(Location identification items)
______________________________

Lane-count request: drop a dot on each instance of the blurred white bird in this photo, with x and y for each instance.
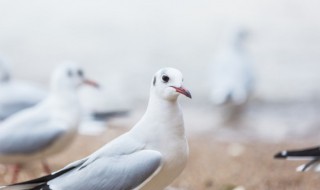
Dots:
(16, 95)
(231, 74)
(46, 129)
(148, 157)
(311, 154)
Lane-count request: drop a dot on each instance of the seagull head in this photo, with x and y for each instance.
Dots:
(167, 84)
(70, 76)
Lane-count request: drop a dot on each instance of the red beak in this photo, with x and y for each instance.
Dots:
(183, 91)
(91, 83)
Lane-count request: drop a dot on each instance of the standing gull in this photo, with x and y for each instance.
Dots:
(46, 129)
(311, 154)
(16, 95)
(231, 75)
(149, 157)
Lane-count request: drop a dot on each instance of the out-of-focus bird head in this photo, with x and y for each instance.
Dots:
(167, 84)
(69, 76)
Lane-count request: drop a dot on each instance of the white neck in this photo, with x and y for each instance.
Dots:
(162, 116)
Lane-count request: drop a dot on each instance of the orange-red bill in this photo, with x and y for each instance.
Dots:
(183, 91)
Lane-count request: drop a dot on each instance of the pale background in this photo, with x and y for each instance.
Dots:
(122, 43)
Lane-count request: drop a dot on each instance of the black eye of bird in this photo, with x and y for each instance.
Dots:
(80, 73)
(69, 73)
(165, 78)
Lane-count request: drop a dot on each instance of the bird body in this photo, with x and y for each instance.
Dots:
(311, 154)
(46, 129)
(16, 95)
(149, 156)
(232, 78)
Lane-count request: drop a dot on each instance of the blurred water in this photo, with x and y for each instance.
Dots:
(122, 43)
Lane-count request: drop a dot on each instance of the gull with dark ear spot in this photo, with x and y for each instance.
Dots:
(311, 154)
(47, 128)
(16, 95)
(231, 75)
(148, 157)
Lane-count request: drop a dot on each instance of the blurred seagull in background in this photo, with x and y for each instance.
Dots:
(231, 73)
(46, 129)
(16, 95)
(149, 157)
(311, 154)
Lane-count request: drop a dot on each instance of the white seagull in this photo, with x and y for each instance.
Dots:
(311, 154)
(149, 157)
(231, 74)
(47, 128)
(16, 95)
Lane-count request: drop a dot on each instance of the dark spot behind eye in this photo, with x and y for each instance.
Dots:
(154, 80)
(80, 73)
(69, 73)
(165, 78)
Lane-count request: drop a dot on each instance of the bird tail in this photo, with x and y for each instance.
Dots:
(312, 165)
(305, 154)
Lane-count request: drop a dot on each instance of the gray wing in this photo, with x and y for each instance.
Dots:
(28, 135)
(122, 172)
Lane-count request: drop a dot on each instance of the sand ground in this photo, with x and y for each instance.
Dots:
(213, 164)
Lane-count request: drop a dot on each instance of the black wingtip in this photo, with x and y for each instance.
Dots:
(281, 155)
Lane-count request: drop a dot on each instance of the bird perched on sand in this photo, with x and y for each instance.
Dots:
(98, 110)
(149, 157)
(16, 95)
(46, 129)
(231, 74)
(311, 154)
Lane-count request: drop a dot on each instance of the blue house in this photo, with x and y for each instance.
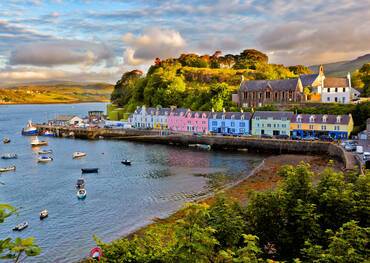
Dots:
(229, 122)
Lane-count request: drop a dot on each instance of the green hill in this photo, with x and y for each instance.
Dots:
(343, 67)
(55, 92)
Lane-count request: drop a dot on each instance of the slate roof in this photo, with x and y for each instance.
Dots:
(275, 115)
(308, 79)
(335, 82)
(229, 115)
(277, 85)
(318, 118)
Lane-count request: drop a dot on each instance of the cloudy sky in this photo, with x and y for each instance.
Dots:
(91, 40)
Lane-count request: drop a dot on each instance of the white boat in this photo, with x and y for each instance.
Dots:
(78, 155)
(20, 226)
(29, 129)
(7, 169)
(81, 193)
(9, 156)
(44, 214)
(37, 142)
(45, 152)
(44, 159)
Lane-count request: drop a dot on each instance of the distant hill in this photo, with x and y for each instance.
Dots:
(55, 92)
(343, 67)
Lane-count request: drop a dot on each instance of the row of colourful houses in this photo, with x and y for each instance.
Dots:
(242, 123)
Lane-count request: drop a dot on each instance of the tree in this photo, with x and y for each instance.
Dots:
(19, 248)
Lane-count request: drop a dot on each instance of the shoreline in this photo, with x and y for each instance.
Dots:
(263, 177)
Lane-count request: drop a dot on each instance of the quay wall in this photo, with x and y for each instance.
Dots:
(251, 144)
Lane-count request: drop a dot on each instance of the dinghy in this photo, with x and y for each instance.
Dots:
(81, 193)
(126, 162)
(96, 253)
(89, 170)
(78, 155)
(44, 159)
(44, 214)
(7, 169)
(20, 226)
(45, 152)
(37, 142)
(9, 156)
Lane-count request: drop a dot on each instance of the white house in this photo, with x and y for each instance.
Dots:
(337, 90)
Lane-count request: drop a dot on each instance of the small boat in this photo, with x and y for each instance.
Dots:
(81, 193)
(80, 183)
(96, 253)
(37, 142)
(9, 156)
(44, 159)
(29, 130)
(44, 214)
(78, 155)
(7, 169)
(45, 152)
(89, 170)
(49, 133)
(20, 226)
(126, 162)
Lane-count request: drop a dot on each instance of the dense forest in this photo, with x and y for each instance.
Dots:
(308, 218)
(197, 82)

______________________________

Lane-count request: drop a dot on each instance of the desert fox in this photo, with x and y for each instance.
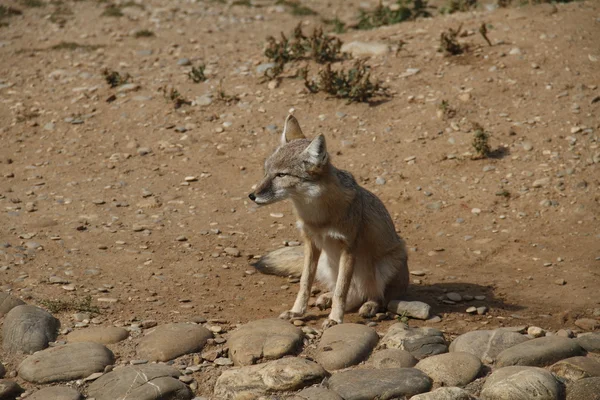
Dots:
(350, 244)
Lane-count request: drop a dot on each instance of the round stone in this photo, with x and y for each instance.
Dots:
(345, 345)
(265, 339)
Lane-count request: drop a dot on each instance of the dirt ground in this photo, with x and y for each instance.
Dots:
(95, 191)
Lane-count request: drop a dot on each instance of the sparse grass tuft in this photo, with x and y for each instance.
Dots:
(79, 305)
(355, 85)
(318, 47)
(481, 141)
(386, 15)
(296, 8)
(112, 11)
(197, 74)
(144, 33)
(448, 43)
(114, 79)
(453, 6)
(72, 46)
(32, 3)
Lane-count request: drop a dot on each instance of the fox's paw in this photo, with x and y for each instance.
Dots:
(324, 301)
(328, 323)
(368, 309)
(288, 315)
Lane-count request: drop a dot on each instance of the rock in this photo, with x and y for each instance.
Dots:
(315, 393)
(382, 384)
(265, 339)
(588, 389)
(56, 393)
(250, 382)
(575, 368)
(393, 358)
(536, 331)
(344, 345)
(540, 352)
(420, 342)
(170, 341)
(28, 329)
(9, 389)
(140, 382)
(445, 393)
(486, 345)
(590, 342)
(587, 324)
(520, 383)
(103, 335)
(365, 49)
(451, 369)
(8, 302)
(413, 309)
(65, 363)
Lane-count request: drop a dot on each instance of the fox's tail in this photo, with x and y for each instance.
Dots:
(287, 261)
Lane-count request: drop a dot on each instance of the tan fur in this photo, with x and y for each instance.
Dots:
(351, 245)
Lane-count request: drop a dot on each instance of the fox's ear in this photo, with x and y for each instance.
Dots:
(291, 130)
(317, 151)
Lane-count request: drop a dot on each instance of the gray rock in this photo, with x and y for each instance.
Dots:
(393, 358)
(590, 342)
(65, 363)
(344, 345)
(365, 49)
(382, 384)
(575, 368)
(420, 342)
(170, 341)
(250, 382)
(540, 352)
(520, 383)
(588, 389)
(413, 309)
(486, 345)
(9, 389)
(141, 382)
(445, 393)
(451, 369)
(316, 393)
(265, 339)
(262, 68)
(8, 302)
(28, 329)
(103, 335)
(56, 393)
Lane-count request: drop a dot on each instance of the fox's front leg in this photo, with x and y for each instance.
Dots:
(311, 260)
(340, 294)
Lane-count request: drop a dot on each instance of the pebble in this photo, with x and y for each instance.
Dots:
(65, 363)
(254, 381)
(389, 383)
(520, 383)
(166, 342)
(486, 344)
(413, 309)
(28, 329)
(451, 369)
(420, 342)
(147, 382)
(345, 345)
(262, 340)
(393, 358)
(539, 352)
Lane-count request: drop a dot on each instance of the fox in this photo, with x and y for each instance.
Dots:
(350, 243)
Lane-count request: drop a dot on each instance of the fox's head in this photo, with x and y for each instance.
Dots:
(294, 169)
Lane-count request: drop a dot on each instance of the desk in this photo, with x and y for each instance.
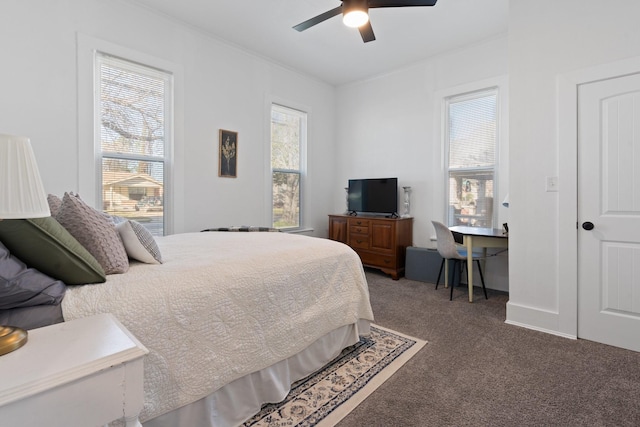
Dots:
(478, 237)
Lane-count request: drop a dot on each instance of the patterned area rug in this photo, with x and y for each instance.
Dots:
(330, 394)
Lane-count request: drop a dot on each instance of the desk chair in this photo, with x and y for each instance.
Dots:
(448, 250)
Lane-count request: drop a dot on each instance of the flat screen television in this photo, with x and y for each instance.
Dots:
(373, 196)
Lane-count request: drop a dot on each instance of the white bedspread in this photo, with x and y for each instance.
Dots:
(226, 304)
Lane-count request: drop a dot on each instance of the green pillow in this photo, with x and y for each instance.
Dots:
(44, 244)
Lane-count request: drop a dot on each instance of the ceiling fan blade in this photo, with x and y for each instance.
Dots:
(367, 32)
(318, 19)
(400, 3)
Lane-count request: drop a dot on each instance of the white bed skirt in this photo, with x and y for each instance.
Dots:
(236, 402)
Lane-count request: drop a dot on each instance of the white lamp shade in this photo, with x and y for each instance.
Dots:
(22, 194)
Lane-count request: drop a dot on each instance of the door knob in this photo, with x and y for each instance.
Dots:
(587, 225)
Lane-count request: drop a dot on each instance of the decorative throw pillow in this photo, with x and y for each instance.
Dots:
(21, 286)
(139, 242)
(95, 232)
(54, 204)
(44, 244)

______________________________

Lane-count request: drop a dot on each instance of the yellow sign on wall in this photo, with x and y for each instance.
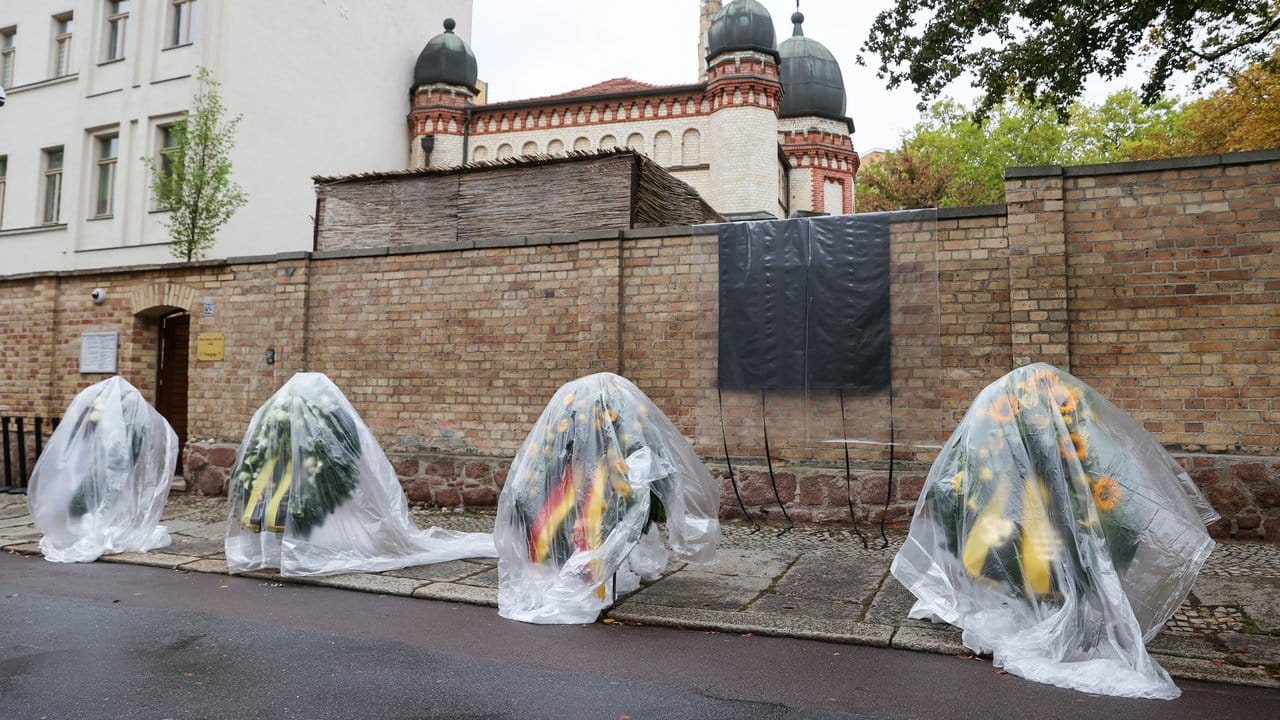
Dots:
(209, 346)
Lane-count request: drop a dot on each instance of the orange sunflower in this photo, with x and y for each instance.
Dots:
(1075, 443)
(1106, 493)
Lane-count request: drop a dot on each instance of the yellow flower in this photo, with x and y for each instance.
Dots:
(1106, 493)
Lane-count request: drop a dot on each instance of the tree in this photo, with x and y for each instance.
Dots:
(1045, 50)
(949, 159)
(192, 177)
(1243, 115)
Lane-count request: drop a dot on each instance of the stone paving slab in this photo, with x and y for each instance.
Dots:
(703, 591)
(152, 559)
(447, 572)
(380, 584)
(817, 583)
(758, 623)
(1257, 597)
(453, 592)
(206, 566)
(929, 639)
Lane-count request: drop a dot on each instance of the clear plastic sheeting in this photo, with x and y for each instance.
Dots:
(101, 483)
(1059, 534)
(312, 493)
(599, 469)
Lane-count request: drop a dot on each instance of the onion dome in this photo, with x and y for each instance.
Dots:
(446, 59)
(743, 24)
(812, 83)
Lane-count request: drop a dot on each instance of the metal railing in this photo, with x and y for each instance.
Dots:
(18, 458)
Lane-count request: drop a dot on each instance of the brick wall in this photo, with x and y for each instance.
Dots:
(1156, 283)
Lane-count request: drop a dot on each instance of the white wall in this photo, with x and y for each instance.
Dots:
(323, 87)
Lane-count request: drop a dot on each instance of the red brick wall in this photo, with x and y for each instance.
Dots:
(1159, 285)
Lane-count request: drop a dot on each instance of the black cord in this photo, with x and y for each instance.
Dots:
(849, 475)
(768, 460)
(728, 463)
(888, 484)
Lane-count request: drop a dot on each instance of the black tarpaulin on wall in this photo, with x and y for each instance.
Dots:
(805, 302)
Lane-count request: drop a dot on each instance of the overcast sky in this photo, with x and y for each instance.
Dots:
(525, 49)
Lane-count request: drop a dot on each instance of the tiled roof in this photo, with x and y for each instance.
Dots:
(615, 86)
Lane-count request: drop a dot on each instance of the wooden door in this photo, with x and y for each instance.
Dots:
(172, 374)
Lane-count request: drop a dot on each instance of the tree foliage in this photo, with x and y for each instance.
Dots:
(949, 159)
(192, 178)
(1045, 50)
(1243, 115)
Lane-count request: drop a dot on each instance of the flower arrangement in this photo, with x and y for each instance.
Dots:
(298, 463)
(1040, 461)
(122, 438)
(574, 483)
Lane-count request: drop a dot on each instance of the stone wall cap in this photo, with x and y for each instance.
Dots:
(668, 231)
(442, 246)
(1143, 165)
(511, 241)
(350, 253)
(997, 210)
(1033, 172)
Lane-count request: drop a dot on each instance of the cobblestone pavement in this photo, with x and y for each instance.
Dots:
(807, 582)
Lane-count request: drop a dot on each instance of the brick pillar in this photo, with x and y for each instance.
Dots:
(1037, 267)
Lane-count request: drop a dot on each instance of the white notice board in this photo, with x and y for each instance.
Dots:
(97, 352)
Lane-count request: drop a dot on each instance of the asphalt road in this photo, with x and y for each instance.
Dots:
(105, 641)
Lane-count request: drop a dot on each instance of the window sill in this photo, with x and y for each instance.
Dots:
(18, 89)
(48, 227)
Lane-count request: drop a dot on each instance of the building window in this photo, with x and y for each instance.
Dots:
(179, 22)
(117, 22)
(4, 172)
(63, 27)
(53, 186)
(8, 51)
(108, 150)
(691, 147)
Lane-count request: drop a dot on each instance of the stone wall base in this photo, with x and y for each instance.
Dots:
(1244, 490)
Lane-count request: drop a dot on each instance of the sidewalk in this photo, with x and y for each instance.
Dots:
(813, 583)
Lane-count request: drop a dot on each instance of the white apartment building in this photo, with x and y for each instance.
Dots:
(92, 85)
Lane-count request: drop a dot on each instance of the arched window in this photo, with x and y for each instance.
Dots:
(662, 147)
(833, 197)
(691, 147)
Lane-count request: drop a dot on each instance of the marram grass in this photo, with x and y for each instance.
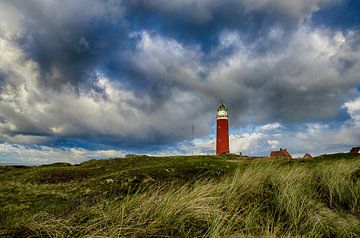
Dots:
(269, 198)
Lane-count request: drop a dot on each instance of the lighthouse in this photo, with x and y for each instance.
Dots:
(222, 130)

______________________________

[EXERCISE DIRECTIONS]
Locate every line in the lines above that contains the word "hill", and copy each one.

[ANSWER TO THIS TASK]
Lane-count request: drop a dot on each instance of the green hill in this photo, with x and y for each instance.
Lane-count request: drop a dot on each instance of the distant hill in this photo, with x and y for each instance.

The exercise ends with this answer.